Given records:
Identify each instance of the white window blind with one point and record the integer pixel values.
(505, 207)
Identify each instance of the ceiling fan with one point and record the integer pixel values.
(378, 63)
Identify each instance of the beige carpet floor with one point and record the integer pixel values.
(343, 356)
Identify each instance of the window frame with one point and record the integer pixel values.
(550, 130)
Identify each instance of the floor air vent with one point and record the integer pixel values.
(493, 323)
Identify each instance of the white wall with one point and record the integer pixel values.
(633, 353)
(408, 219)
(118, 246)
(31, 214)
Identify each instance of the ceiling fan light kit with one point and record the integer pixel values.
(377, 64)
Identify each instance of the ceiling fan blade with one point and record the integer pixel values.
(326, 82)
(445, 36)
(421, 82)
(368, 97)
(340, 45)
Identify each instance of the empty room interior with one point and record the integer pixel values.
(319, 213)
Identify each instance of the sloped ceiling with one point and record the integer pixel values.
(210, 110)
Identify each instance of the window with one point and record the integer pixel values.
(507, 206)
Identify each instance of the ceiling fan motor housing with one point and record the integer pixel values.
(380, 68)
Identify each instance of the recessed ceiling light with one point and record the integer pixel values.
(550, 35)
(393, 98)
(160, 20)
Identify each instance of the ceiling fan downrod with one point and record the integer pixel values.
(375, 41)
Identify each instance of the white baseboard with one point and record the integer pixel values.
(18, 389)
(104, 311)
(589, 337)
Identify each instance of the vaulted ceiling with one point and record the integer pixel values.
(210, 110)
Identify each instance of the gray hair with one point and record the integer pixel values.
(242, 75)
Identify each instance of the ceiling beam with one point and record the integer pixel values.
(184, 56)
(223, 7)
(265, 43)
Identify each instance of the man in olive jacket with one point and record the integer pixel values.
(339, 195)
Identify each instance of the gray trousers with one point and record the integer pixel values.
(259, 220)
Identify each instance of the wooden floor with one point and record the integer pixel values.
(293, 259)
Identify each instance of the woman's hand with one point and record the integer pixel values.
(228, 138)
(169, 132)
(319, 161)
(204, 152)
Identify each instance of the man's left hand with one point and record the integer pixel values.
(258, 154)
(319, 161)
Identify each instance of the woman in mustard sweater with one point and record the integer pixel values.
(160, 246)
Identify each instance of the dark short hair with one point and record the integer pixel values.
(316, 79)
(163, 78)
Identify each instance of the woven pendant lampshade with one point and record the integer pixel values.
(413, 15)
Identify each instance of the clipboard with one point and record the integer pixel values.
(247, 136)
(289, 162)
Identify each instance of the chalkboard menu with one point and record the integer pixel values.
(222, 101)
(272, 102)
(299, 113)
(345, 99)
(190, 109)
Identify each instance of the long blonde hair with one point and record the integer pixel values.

Task to complete:
Retype, without any change, the lines from the one containing "Identify each instance of the dark" through the final line of the material above, and no others.

Result for this exercise:
Identify each instance of the dark short hair with one point and record the integer pixel values.
(316, 79)
(163, 78)
Identify each instance of the woven pendant lampshade with one point and record the integer pixel values.
(413, 15)
Identify each instance of the clipboard with one point and record the integer pixel values.
(247, 136)
(289, 162)
Identify each instance of the chalkboard menu with one point and record the integer pixel values.
(222, 101)
(272, 102)
(299, 113)
(345, 99)
(190, 109)
Identify each instance of the long blonde hair with one point and record the integer pixel values.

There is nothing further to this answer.